Stated exercise: Please convert the lines starting with the one that contains "Would you mind pointing to the black framed" and going on through the end of the records into a JSON list of strings, one string per line, with blank lines and pictures left out.

[Stored data entries]
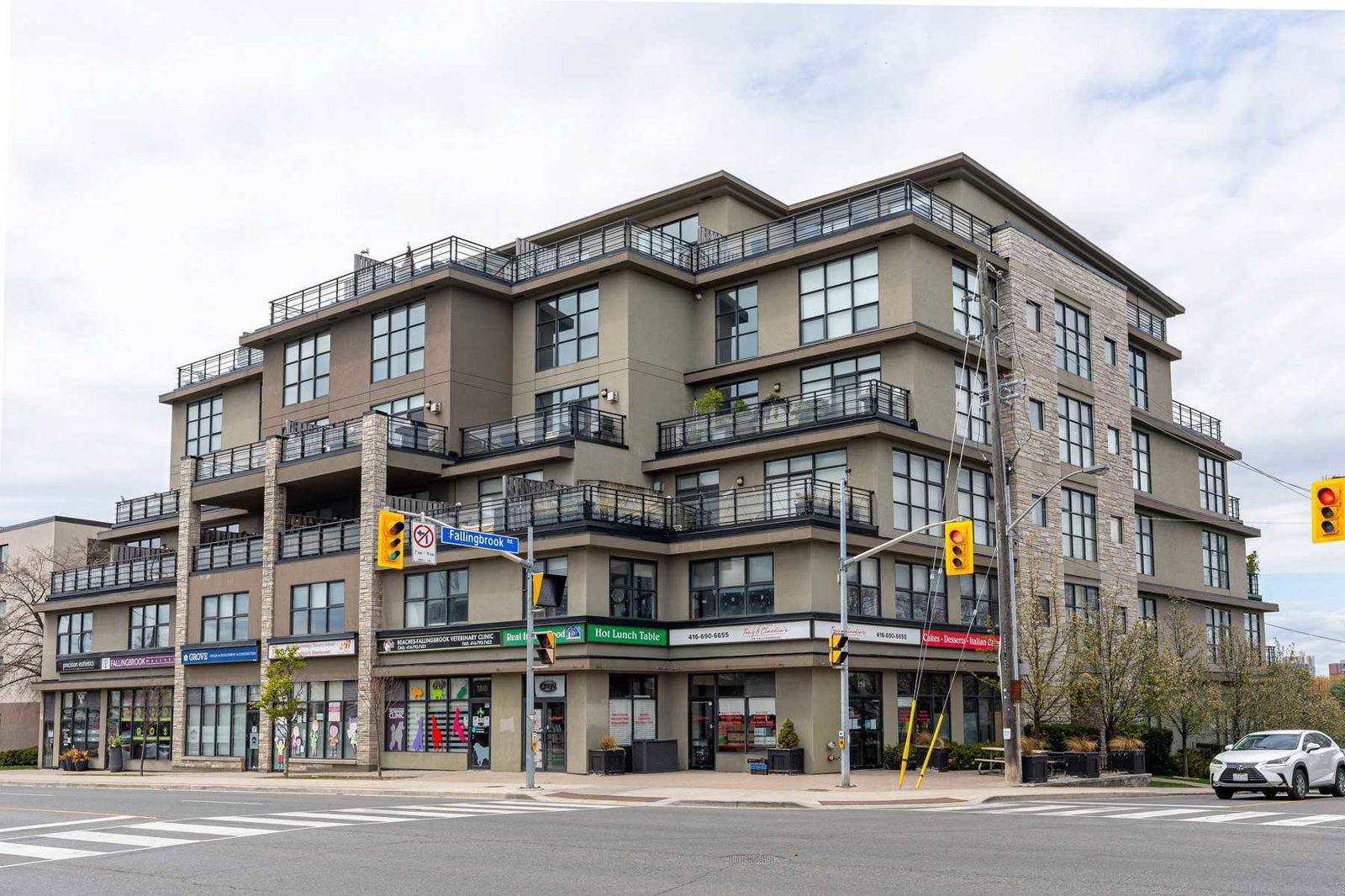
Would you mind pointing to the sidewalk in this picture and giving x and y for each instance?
(670, 788)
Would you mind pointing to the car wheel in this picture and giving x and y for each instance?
(1298, 790)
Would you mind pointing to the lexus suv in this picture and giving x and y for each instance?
(1279, 761)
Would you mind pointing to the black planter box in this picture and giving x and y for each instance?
(784, 762)
(607, 762)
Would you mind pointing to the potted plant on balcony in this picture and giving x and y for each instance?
(786, 757)
(609, 759)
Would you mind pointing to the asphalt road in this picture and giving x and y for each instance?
(155, 844)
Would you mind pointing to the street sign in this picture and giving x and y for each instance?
(423, 542)
(483, 540)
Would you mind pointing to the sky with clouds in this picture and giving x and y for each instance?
(175, 166)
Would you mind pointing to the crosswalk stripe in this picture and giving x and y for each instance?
(219, 830)
(33, 851)
(112, 837)
(1302, 821)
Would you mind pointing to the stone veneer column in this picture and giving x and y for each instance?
(272, 521)
(188, 535)
(373, 490)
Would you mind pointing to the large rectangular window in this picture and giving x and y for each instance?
(309, 365)
(567, 329)
(398, 342)
(1078, 525)
(1214, 495)
(1214, 551)
(224, 616)
(918, 497)
(966, 302)
(732, 587)
(735, 323)
(318, 609)
(217, 719)
(968, 398)
(205, 425)
(1075, 419)
(436, 598)
(1073, 353)
(150, 626)
(838, 298)
(632, 586)
(74, 634)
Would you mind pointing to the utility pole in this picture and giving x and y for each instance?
(1004, 556)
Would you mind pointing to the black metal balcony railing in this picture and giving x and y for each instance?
(125, 573)
(417, 435)
(1197, 421)
(888, 202)
(232, 461)
(1147, 322)
(320, 440)
(163, 503)
(797, 412)
(324, 539)
(225, 362)
(544, 427)
(230, 552)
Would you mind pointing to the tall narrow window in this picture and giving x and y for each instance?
(838, 298)
(735, 323)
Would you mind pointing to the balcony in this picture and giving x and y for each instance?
(323, 539)
(544, 428)
(232, 461)
(1197, 421)
(116, 576)
(228, 553)
(865, 208)
(1147, 322)
(225, 362)
(787, 414)
(163, 503)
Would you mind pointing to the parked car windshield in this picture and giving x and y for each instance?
(1268, 741)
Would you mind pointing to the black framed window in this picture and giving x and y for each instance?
(735, 323)
(1073, 351)
(1214, 551)
(1078, 525)
(838, 298)
(150, 626)
(567, 329)
(74, 634)
(309, 365)
(1075, 425)
(1143, 546)
(733, 587)
(918, 493)
(436, 598)
(397, 342)
(205, 425)
(968, 401)
(217, 720)
(966, 302)
(632, 588)
(224, 616)
(316, 609)
(920, 593)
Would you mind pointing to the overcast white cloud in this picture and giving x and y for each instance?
(172, 167)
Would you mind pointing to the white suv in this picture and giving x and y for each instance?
(1273, 761)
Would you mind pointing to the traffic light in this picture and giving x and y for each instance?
(958, 552)
(392, 540)
(838, 651)
(544, 650)
(548, 589)
(1328, 502)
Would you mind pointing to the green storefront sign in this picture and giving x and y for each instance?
(605, 634)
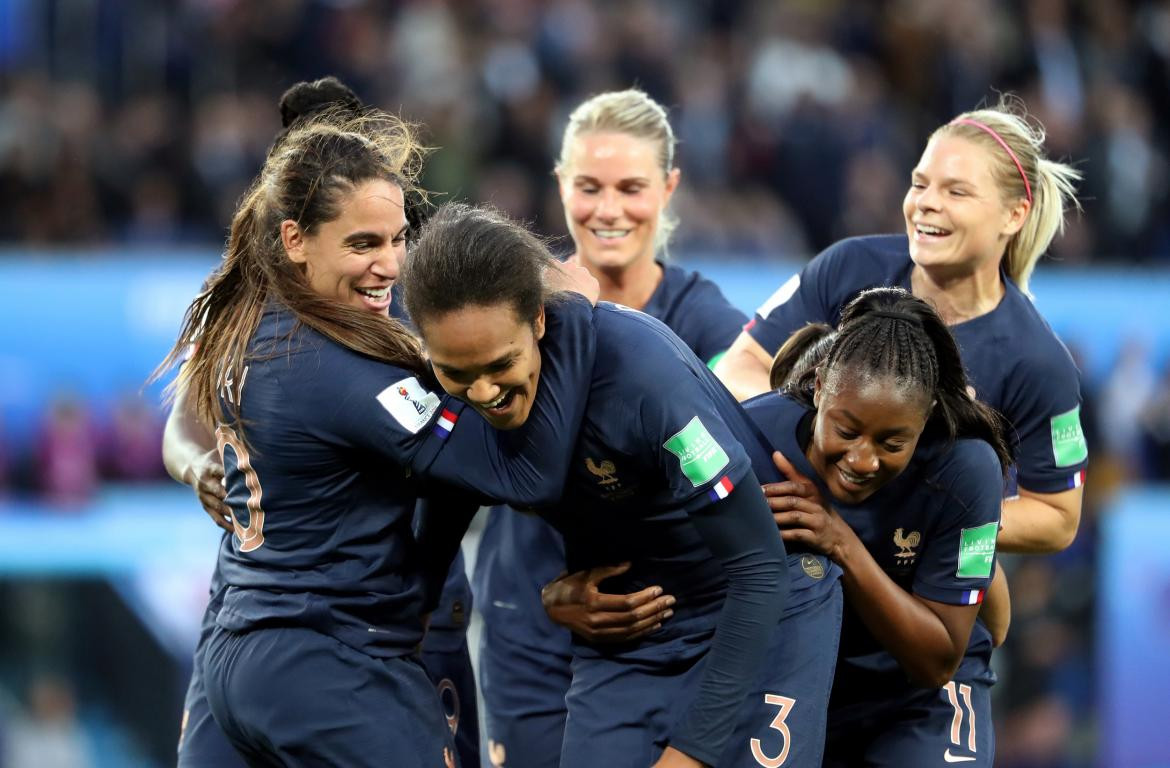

Exercise output:
[
  "Would you mind pointing to the black framed window in this picture and giving x and y for each instance?",
  "(735, 323)",
  "(1073, 351)",
  "(1214, 551)",
  "(1078, 525)",
  "(838, 298)",
  "(150, 626)",
  "(567, 329)",
  "(74, 634)",
  "(309, 365)",
  "(1075, 425)",
  "(1143, 546)",
  "(733, 587)",
  "(918, 493)",
  "(436, 598)",
  "(397, 342)",
  "(205, 425)",
  "(968, 401)",
  "(217, 720)",
  "(966, 302)",
  "(632, 588)",
  "(224, 616)",
  "(316, 609)",
  "(920, 593)",
  "Would you mind pointing to the overcast white cloud in this picture and giving x and y for each instance?",
  "(172, 167)",
  "Would you mind pointing to the white suv in this picture and giving x and y for each instance?",
  "(1273, 761)",
  "Would you mind pointing to the traffic light in this picture and giving x and y for each instance?",
  "(958, 552)",
  "(392, 540)",
  "(838, 651)",
  "(544, 650)",
  "(548, 589)",
  "(1328, 502)",
  "Would you mind pointing to the green storefront sign in this picture and giving x and y for each instance?",
  "(605, 634)"
]